Work instructions
Find each line of the records below that contains the word "hand" and copy those lines in full.

[Dataset excerpt]

----

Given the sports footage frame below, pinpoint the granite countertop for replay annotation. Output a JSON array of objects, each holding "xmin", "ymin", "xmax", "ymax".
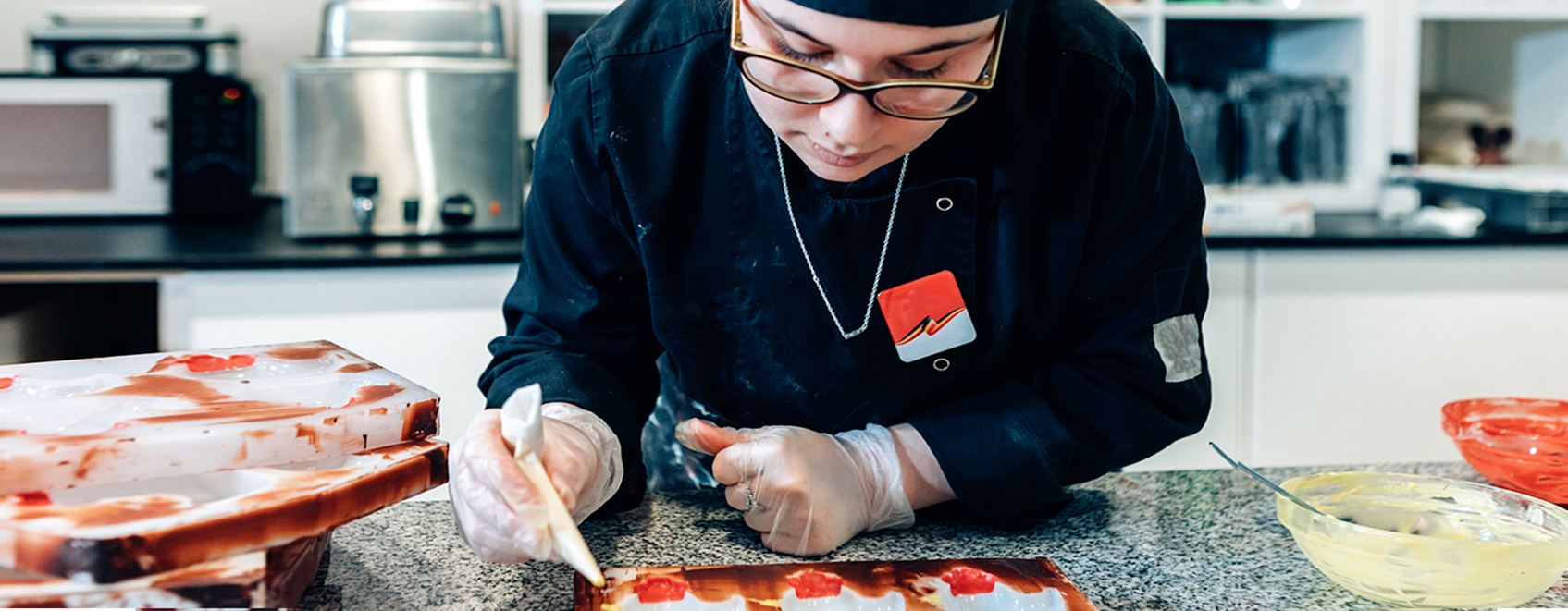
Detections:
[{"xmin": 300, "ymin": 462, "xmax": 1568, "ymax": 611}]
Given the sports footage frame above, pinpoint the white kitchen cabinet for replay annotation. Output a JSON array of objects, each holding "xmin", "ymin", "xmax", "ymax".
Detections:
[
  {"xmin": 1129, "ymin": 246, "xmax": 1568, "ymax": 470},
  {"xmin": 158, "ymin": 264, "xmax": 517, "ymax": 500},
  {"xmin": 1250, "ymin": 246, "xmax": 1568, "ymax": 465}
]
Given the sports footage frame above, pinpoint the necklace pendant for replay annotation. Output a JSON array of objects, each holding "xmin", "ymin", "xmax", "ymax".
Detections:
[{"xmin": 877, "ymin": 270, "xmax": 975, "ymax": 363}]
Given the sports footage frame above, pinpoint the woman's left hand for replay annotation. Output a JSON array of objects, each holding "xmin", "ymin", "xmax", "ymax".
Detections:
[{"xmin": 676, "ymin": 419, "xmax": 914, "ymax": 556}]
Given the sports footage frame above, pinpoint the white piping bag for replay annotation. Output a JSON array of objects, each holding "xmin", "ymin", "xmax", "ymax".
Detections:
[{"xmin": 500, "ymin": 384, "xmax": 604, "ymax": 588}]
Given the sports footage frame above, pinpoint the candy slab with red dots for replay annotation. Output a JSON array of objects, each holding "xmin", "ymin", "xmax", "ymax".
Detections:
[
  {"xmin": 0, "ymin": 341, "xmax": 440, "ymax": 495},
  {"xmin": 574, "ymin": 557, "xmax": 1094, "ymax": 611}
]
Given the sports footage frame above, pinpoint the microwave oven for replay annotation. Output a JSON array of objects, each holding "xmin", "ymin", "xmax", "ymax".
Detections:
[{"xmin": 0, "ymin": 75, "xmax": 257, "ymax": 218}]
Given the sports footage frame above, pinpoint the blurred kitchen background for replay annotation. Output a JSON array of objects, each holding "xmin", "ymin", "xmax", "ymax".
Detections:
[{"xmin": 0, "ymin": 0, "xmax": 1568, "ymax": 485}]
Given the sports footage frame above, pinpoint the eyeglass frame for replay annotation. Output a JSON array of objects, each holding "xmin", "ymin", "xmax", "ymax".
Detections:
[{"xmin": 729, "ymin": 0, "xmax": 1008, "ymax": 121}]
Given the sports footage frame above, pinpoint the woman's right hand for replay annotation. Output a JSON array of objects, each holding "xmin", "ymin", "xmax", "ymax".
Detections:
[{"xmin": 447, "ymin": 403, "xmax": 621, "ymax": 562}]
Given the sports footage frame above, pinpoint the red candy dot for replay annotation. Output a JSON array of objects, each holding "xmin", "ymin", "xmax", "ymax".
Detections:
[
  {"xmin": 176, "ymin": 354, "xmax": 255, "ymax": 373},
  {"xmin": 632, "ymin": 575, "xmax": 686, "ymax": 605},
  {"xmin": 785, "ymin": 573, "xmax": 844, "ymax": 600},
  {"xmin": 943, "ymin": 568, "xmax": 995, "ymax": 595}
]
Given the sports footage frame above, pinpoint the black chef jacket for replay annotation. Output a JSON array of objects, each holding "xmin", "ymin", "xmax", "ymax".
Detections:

----

Solution for this exercise
Given the sports footage frame above, pinpoint the woman's left hand for replay annotation. Output a JSON array of objects, each holding "xmin", "ymin", "xmax", "ymax".
Given the sports footage frame above, pinpoint the woman's right hand for replay annotation. Output a JSON array of objects, each holding "xmin", "ymin", "xmax", "ymax".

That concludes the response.